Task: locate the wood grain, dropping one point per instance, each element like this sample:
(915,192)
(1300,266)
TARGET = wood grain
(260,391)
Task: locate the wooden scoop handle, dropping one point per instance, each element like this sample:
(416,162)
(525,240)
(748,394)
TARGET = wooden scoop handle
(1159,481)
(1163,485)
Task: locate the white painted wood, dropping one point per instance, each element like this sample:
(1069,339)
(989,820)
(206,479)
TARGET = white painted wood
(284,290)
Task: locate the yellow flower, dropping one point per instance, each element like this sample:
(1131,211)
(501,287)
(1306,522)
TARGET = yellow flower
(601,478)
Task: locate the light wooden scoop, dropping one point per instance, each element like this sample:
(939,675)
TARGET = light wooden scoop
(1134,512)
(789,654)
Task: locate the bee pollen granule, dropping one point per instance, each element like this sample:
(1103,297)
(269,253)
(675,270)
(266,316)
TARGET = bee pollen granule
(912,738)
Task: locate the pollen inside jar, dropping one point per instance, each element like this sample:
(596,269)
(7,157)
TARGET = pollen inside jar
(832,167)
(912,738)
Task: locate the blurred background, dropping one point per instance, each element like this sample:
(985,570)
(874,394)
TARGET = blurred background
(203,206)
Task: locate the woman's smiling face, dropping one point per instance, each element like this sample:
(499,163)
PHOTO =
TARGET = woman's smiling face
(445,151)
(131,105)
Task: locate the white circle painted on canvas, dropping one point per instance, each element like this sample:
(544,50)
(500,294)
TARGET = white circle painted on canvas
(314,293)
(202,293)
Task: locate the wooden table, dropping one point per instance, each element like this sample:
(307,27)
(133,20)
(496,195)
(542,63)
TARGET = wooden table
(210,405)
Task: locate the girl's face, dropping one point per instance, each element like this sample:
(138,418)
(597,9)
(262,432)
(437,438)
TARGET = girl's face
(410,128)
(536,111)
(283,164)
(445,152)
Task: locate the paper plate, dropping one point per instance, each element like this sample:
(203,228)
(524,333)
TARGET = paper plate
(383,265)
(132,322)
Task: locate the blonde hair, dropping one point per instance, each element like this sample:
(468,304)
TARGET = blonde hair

━━━━━━━━━━

[What is being asked]
In the listing above, the line with "TARGET = paper plate" and every line after it must be set down word for word, and no other line.

[Solved exercise]
TARGET = paper plate
(383,265)
(132,322)
Task: locate the blonde hair, dropping one point per instance, each element like this sample:
(468,304)
TARGET = blonde hair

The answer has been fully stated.